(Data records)
-- Opening Marker --
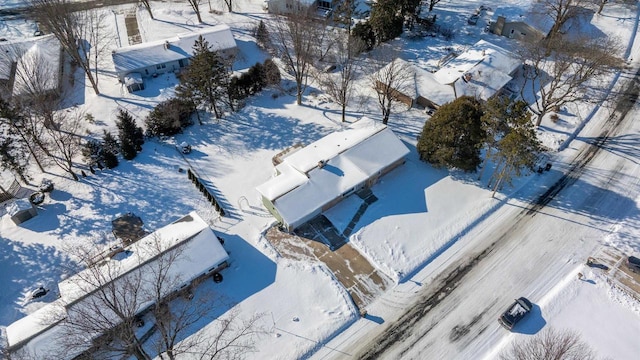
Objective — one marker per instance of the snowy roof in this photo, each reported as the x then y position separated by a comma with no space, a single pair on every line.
43,51
428,87
19,205
133,78
492,56
350,156
484,83
139,56
531,13
423,84
202,252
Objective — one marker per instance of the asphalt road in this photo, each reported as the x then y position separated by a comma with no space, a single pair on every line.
457,312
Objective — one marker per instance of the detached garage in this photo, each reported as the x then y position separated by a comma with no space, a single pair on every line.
21,210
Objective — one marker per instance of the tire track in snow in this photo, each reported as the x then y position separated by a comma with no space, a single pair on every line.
455,274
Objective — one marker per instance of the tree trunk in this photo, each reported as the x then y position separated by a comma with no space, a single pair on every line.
539,119
602,2
94,83
299,94
487,156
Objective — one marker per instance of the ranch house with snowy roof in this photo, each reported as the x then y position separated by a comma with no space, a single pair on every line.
42,333
312,179
136,62
482,71
323,7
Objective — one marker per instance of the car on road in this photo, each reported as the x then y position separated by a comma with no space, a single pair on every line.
516,312
633,263
38,292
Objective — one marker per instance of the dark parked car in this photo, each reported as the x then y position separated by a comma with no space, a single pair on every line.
39,292
633,263
516,312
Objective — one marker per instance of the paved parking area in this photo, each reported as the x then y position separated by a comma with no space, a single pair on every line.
617,272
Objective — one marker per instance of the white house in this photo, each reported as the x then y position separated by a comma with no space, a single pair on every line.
315,178
481,71
31,66
135,62
322,7
40,333
420,87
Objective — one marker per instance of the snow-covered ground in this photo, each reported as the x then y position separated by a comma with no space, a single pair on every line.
421,212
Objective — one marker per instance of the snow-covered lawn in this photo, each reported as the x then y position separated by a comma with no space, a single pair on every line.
420,213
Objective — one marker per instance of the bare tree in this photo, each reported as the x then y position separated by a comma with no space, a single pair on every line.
563,72
71,29
340,85
550,344
147,6
295,38
95,33
65,139
390,83
433,3
35,88
561,11
23,128
195,5
234,337
105,318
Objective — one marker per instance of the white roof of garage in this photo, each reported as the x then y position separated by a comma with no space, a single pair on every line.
139,56
350,156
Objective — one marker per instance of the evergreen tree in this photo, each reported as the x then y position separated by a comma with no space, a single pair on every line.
271,73
516,145
386,20
169,117
110,150
364,32
206,80
92,152
130,136
262,35
454,136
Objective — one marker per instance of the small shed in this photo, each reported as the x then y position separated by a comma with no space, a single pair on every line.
128,228
21,210
133,82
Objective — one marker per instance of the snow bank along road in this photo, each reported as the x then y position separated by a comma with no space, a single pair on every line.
522,249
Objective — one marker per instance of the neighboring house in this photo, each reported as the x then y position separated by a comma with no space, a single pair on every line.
31,66
482,71
149,59
314,178
421,89
21,210
529,22
323,7
41,333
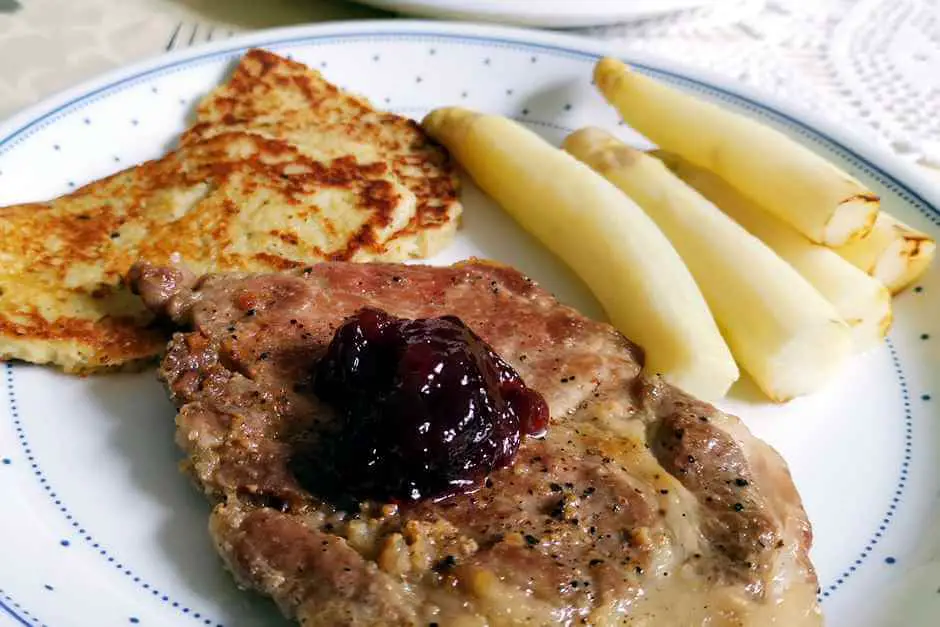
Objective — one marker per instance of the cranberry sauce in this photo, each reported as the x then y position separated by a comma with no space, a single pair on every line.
426,410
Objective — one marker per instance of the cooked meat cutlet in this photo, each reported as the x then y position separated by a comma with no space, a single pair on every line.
640,506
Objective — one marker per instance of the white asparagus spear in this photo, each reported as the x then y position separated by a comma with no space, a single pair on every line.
800,187
781,330
894,253
603,236
861,300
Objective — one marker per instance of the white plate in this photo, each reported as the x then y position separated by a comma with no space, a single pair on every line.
98,528
546,13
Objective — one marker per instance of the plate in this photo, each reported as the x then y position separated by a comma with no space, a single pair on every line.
545,13
97,526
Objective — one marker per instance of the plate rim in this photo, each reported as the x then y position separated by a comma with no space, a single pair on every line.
15,128
557,15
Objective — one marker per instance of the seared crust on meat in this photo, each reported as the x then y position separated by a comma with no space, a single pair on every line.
641,506
276,97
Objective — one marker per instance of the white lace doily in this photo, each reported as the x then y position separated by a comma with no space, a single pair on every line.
872,65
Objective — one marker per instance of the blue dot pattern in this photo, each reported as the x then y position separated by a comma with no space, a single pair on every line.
77,527
898,490
19,613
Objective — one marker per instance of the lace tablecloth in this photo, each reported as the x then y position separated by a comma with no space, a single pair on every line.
870,65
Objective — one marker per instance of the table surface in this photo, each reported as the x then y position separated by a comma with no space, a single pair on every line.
869,65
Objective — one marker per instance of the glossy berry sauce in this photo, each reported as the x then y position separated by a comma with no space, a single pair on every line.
426,410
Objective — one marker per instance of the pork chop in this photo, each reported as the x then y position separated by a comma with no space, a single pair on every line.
639,506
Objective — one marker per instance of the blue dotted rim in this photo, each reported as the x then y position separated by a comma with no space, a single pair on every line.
14,609
823,140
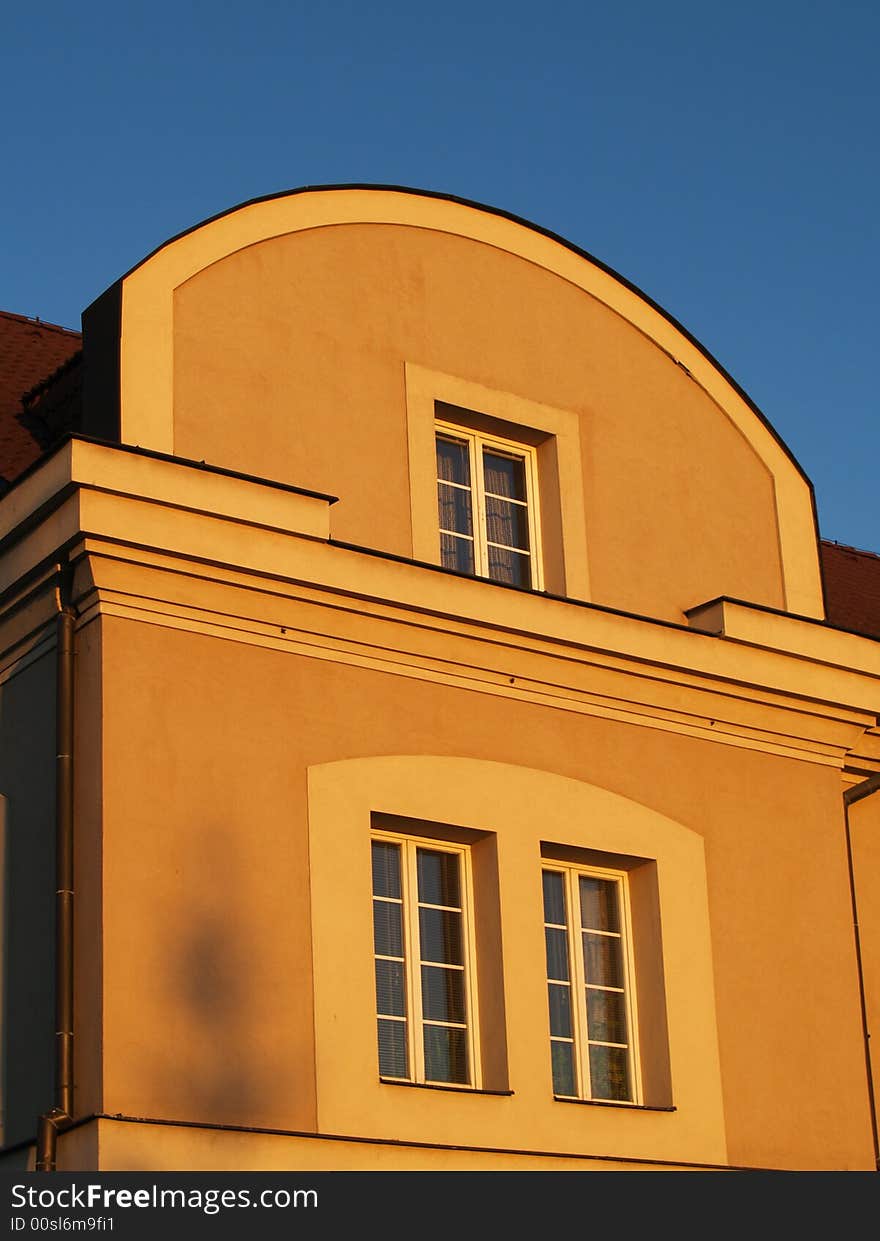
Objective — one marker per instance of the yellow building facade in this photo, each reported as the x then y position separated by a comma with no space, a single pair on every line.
462,771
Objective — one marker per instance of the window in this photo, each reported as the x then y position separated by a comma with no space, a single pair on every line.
590,984
425,1004
487,497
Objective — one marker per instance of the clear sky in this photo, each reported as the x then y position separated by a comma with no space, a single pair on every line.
722,158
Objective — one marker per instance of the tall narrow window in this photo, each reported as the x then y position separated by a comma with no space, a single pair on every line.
590,984
487,497
421,912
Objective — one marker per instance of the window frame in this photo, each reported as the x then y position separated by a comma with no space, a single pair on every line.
415,1019
477,441
577,983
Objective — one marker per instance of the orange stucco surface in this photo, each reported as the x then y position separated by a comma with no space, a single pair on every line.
288,362
206,886
261,670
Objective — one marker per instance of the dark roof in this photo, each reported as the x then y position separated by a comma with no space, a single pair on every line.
41,397
39,389
852,587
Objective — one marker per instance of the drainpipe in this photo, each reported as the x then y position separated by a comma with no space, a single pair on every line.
853,794
61,1115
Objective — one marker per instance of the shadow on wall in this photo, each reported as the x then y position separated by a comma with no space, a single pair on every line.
27,895
209,1021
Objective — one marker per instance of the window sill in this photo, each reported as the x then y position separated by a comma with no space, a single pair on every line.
607,1102
454,1090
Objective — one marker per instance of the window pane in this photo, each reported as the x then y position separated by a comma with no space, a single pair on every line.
505,523
453,506
557,953
509,566
610,1072
504,475
606,1015
392,1059
385,869
438,879
554,899
391,988
600,904
457,554
602,959
386,928
453,461
560,1010
443,994
561,1055
446,1055
441,936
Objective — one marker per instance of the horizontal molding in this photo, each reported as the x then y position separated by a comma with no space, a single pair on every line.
474,676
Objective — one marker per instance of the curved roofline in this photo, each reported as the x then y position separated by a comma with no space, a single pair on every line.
525,224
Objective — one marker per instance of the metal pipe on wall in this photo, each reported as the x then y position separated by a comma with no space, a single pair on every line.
61,1115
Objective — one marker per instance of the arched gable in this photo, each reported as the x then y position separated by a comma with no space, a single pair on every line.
152,303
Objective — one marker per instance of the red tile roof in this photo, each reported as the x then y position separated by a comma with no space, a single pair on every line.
30,353
852,587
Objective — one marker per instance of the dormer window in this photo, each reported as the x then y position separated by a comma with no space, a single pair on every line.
487,497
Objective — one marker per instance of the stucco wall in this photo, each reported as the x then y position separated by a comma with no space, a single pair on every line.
207,1002
288,364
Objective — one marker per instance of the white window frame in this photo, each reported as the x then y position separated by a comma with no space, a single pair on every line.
475,442
577,983
412,963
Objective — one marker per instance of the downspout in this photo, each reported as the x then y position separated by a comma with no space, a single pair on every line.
852,794
61,1115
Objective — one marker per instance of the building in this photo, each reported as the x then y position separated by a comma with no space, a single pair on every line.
457,761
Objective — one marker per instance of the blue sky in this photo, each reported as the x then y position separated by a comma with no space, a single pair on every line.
722,158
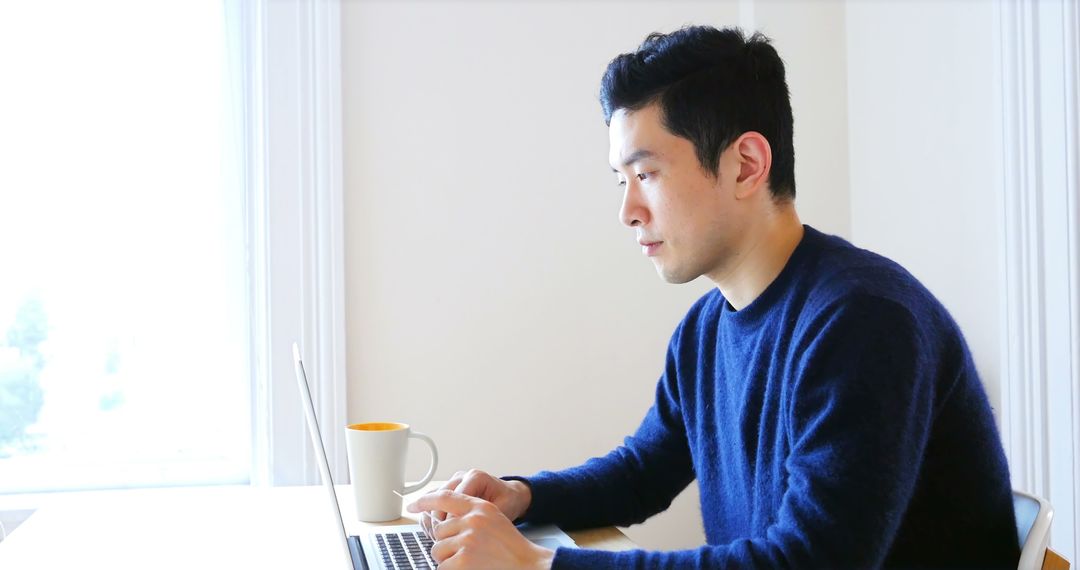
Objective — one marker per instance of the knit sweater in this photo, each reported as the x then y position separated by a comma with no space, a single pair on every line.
836,421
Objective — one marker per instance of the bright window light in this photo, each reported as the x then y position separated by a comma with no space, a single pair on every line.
123,320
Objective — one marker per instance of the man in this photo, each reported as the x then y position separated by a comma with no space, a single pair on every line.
825,402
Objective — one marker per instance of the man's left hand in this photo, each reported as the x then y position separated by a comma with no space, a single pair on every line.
477,534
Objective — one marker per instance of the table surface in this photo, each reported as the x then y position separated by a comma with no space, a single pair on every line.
201,527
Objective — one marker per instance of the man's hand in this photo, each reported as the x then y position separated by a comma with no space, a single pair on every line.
477,534
512,498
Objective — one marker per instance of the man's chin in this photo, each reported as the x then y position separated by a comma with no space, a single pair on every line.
674,276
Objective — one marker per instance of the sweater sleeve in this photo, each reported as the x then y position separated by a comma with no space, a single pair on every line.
859,419
632,483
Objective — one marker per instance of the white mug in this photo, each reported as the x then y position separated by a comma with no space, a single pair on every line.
377,467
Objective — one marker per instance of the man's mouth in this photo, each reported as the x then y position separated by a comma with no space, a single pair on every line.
649,248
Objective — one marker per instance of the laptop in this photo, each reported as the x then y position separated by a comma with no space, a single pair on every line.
392,547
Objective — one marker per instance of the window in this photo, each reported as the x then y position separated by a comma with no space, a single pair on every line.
124,351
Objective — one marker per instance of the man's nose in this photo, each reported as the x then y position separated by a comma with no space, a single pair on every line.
633,212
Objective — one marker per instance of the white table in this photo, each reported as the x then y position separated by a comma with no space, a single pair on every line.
199,527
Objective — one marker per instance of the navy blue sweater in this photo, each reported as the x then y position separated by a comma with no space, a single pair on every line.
837,421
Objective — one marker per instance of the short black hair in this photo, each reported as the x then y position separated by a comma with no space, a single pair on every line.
712,85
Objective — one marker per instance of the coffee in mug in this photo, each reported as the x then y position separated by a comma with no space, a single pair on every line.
377,452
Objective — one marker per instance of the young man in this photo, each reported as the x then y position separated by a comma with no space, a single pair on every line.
825,402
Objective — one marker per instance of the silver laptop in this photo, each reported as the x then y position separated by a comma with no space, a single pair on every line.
393,547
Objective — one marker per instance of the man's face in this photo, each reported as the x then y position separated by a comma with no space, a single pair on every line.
684,218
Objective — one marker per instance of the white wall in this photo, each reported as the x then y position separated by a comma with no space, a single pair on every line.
925,120
494,300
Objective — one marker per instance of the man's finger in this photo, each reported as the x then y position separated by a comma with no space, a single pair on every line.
453,503
446,530
450,485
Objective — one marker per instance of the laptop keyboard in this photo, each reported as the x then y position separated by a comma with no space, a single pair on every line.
405,551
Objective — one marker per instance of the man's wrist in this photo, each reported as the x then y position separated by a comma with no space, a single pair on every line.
523,494
547,559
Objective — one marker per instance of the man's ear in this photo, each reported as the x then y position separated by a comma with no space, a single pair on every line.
755,162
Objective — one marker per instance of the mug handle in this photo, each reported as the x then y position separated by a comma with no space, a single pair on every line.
413,487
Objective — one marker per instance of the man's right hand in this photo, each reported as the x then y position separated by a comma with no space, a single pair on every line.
512,498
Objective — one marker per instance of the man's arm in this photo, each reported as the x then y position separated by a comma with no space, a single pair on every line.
632,483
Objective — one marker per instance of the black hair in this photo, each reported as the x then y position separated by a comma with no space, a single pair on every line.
712,85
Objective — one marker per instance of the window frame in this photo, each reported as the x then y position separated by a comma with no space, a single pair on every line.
288,56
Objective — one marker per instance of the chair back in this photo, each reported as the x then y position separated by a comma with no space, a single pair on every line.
1034,515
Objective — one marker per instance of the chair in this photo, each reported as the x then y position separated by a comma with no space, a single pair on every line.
1034,515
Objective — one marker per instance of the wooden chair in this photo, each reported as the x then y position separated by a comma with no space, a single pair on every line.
1034,516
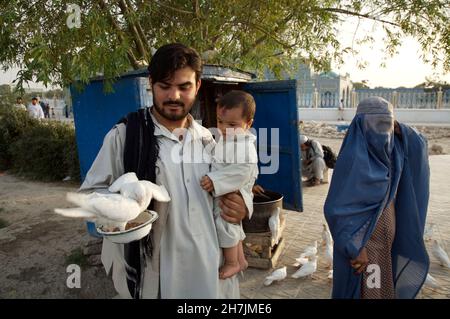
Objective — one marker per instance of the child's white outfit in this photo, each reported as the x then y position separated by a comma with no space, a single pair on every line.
234,168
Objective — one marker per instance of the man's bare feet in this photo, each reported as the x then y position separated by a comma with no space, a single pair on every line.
229,270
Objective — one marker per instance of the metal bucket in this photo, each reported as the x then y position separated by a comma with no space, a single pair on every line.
262,210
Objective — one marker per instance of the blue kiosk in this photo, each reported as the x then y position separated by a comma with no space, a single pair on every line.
95,113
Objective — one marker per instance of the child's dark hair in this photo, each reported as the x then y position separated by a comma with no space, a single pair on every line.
239,99
173,57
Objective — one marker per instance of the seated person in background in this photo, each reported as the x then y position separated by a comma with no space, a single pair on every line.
313,163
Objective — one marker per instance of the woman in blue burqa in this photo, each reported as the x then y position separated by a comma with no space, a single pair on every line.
376,207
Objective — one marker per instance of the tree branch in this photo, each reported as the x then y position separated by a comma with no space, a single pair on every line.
119,31
173,8
132,28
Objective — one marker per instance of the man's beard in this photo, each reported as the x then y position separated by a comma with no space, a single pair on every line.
170,116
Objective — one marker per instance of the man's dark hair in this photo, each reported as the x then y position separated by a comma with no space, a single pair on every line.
173,57
239,99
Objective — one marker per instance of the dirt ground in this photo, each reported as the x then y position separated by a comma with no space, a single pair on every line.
438,137
37,245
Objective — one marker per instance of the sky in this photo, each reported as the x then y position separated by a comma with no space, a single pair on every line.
404,69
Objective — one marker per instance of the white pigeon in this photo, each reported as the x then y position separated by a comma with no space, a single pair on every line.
326,235
440,254
108,210
124,179
431,282
274,225
307,269
300,261
310,251
328,256
276,275
429,232
143,192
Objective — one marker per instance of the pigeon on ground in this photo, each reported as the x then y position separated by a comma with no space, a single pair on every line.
274,225
276,275
431,282
107,210
300,261
310,251
440,254
307,269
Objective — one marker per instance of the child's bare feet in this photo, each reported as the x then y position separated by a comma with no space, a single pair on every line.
229,270
243,263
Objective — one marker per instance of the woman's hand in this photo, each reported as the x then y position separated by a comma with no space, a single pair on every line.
233,208
360,263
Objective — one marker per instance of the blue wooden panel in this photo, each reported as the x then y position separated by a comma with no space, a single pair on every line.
95,113
276,108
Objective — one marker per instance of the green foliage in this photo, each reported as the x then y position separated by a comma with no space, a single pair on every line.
13,125
44,150
3,223
118,35
77,257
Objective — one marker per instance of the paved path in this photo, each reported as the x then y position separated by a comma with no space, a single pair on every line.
303,228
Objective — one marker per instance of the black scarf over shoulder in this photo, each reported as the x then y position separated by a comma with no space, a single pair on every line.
140,155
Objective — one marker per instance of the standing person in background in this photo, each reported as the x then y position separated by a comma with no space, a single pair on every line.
313,164
19,105
377,205
35,110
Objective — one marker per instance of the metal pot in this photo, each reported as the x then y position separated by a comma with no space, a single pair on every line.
263,208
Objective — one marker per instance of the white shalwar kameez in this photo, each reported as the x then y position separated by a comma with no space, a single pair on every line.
184,237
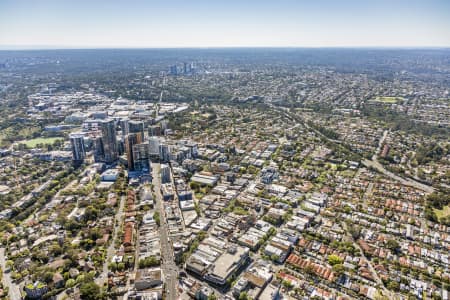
-- Closing Marker --
Problem requirements ▸
Copy exactly, with no pictures, the lines from the line containing "Objective — one marker per instance of the metal pot" through the last line of the records above.

Answer ▸
Objective — one marker per instance of the metal pot in this photo, each reported as the x then y position separated by a comma with no space, a single pair on every line.
263,208
Objective — one marker per instance of the white shalwar kameez in this photo, each reported as the x then y position separated by a comma with no space, a single pair on every line.
184,237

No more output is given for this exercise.